Data in this exercise
◇ ◇ ◇

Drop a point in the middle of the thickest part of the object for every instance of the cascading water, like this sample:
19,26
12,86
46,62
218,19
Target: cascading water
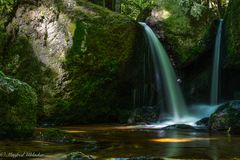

◇ ◇ ◇

Task requirements
Arrange all of the entries above as a numbered list of their lines, omitting any blank lines and leaving the pictures out.

Answer
1. Drop a point in the middle of the thickest part of the object for every instance of the cascading water, like this sample:
2. 19,26
3. 12,86
4. 46,62
5. 218,19
6. Target: cascading water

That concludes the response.